Task directions: Print everything from the start of the listing down through the line containing "positive clicks: (46, 108) (38, 113)", reproducing each line verbatim.

Records for the exercise:
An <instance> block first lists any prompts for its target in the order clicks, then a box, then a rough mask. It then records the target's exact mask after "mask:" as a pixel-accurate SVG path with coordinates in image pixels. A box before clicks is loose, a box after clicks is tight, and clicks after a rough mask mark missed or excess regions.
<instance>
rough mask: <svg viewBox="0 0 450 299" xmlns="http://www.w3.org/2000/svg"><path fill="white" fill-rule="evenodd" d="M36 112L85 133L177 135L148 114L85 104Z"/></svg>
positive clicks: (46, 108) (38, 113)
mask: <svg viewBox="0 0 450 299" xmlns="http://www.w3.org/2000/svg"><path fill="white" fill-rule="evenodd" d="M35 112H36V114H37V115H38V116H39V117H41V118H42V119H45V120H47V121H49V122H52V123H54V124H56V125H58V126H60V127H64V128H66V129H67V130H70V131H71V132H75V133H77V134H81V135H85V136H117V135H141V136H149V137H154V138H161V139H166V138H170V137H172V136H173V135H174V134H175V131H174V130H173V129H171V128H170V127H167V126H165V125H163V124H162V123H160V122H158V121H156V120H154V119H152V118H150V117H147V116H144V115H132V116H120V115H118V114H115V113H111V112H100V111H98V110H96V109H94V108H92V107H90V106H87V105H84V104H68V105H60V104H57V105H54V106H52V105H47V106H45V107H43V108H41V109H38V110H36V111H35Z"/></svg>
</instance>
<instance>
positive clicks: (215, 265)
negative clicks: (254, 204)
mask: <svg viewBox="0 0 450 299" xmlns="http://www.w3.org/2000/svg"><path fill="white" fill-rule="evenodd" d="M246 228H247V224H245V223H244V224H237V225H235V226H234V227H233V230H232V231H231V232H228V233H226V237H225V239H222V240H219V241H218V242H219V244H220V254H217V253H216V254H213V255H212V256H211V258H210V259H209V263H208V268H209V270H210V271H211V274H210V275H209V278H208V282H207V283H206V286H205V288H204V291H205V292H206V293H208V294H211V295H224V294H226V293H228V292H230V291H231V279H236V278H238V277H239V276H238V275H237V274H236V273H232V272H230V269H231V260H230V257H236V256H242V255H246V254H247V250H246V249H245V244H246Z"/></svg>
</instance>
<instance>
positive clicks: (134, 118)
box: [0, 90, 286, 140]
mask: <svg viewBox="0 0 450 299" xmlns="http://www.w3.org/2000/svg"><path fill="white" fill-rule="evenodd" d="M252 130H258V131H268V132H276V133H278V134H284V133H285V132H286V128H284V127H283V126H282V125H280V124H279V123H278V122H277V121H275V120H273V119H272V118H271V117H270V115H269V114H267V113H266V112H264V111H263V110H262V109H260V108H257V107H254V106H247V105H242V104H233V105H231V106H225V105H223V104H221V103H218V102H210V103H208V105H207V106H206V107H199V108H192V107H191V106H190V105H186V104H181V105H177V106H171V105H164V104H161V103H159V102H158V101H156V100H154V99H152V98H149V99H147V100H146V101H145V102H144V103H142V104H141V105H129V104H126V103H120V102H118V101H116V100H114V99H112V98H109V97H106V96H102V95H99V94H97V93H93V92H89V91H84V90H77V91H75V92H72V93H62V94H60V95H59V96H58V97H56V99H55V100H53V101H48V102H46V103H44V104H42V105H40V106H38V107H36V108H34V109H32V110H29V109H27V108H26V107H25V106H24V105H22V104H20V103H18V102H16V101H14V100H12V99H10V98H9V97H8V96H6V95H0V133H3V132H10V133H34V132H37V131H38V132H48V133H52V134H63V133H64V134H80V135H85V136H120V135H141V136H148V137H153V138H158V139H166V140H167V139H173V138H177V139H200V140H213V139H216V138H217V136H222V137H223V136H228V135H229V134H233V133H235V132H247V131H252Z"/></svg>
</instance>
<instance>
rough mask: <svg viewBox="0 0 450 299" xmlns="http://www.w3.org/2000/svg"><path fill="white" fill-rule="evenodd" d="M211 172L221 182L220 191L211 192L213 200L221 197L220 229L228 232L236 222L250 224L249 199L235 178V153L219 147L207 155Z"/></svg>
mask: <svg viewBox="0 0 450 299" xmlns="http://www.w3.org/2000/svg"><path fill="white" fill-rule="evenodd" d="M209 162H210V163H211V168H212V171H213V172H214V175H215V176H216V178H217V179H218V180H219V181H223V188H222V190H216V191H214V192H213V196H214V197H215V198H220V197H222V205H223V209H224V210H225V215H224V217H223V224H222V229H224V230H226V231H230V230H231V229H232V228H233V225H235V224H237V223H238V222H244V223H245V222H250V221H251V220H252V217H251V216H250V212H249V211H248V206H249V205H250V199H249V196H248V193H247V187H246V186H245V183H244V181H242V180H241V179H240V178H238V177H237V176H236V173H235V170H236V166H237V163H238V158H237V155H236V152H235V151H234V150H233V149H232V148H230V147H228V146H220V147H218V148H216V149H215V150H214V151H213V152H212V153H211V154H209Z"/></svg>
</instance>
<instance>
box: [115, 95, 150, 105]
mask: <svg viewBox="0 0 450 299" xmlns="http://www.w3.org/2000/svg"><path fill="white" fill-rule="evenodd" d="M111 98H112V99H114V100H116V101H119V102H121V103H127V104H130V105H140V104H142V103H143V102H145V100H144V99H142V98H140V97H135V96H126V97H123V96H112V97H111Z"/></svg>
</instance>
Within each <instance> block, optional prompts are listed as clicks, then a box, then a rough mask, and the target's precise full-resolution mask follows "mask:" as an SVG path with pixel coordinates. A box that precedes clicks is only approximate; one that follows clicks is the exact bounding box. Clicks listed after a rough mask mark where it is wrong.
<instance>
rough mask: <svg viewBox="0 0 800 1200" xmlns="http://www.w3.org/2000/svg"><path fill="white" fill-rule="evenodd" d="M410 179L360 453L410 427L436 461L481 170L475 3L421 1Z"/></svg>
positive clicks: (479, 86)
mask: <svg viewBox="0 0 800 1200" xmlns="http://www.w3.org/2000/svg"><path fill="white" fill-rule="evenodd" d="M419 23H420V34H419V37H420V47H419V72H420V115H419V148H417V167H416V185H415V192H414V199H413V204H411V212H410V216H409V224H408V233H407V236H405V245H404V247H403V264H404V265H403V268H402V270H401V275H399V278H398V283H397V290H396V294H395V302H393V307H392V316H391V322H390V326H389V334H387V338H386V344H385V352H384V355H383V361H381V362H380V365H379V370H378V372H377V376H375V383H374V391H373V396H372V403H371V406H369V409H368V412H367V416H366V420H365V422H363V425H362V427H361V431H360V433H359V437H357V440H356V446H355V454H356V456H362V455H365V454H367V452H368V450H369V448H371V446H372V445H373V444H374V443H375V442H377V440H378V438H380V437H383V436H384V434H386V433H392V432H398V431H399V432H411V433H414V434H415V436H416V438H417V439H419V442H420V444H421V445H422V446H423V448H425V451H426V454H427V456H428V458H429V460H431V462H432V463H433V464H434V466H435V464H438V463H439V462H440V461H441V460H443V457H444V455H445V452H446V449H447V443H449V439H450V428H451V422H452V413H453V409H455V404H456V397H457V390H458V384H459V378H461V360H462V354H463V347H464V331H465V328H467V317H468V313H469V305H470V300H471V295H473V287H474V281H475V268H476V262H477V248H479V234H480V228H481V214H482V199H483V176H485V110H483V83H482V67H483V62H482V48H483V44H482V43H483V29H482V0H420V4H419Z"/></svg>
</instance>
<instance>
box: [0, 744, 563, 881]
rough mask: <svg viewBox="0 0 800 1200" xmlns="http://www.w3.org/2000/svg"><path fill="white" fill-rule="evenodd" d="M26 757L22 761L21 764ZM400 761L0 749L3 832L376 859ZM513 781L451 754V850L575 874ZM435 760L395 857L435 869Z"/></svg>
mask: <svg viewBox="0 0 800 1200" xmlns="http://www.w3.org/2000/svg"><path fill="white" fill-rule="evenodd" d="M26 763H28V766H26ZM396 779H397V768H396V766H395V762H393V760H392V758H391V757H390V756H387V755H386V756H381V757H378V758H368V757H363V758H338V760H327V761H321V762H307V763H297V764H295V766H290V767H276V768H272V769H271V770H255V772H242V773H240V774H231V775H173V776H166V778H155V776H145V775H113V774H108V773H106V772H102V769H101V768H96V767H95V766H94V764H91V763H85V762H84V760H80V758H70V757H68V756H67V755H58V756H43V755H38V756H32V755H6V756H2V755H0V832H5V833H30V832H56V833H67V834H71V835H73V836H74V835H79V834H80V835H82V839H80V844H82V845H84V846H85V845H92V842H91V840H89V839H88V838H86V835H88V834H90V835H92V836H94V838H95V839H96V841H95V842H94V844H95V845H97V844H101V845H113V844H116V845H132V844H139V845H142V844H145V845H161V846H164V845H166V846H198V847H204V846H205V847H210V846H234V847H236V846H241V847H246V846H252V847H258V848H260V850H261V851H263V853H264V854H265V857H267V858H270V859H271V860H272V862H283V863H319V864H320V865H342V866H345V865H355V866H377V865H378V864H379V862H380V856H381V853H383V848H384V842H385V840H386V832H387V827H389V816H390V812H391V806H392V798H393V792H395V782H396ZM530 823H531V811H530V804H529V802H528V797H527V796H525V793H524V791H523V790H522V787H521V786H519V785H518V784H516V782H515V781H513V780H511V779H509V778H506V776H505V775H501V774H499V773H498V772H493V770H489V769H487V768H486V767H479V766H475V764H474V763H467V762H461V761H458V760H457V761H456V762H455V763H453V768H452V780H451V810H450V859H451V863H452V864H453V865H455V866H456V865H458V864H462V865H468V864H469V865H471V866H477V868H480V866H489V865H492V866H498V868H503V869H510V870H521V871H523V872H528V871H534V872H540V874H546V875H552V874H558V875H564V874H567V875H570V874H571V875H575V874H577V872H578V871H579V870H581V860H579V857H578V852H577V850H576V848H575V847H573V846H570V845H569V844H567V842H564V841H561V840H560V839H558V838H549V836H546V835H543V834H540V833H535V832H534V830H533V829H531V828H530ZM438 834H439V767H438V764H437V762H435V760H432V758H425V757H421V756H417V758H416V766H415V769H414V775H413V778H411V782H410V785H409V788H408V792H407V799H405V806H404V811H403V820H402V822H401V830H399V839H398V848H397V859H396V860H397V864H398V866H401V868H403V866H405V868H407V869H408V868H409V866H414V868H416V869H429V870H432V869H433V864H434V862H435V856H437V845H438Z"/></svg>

Answer:
An <instance> block first lists any prompts for its target in the order clicks, then a box, then a rough mask. It then records the target's exact mask after "mask:" as a pixel-accurate SVG path with coordinates in image pixels. A box before clicks is loose, a box after clicks is tight, and clicks after a rough mask mark missed or excess regions.
<instance>
rough mask: <svg viewBox="0 0 450 299" xmlns="http://www.w3.org/2000/svg"><path fill="white" fill-rule="evenodd" d="M36 112L85 133L177 135L148 114L85 104Z"/></svg>
positive clicks: (46, 108) (38, 113)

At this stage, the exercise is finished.